▸ Document source:
%%

Pierre-Michel Sivadier

Stellamaris

Ma première réflexion après avoir lu ce livre m’a conduit vers la littérature japonaise que j’ai fréquentée assidûment pendant une dizaine d’années. En effet, les Japonais aiment beaucoup le chats, ils occupent une large espace dans leur quotidien et les écrivains leur consacrent une jolie place dans leurs textes. Je me souviens notamment d’avoir lu : Le chat qui venait du ciel de Takashi Hiraide, Nosaka aime les chats d’Akiyuki Nosaka et Mes chats écrivent des haïkus de Minami Shinbô. J’ai retrouvé chez Pierre-Michel cette même empathie pour les chats, cette façon de les intégrer dans son quotidien même si dans ce récit c’est son chat qui raconte l’histoire.

%%

▸ Données sources:
%%

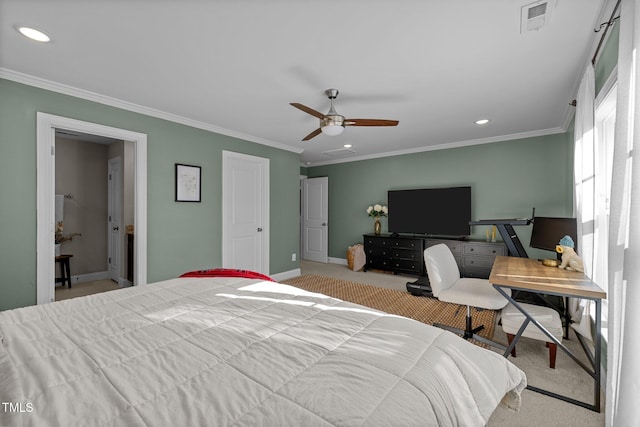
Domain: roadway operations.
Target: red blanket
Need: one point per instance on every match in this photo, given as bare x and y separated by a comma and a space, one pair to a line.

%%

▸ Énoncé A: Modifiez le passage du compte rendu de lecture de Stellamaris allant de « Stellamaris » jusqu'à « qui raconte l’histoire. » inclus, en remplaçant « littérature japonaise » par « littérature coréenne ».
▸ Énoncé B: Rédigez la suite du compte rendu de lecture de Stellamaris, à partir de sa dernière phrase.
Aucune consigne ne fait appel aux données.

▸ Réponse attendue A:
Stellamaris

Ma première réflexion après avoir lu ce livre m’a conduit vers la littérature coréenne que j’ai fréquentée assidûment pendant une dizaine d’années. En effet, les Japonais aiment beaucoup le chats, ils occupent une large espace dans leur quotidien et les écrivains leur consacrent une jolie place dans leurs textes. Je me souviens notamment d’avoir lu : Le chat qui venait du ciel de Takashi Hiraide, Nosaka aime les chats d’Akiyuki Nosaka et Mes chats écrivent des haïkus de Minami Shinbô. J’ai retrouvé chez Pierre-Michel cette même empathie pour les chats, cette façon de les intégrer dans son quotidien même si dans ce récit c’est son chat qui raconte l’histoire.

▸ Réponse attendue B:
Ce texte présenté par l’éditeur comme un récit est, pour moi, plutôt un recueil de saynètes qui, mises bout à bout, racontent l’histoire d’un chat né à Belleville, et, après avoir passé le périphérique, est revenu à Paris où il vit en colocation avec Isabelle une mezzo-soprano avec laquelle il s’entend très bien au risque de nuire à son instabilité chronique. Il se sédentarise même s’il pense souvent à son ami Jacques avec lequel il vivait en banlieue. Il raconte la vie qu’il mène avec sa colocataire, vue à hauteur de chat qui est parfois aussi haute que le dessus du placard. Mais, cette douce complicité est un jour troublée par l’arrivée d’un compagnon qu’il n’apprécie pas forcément : un chien qu’il juge un peu sot et trop complaisant avec Isabelle.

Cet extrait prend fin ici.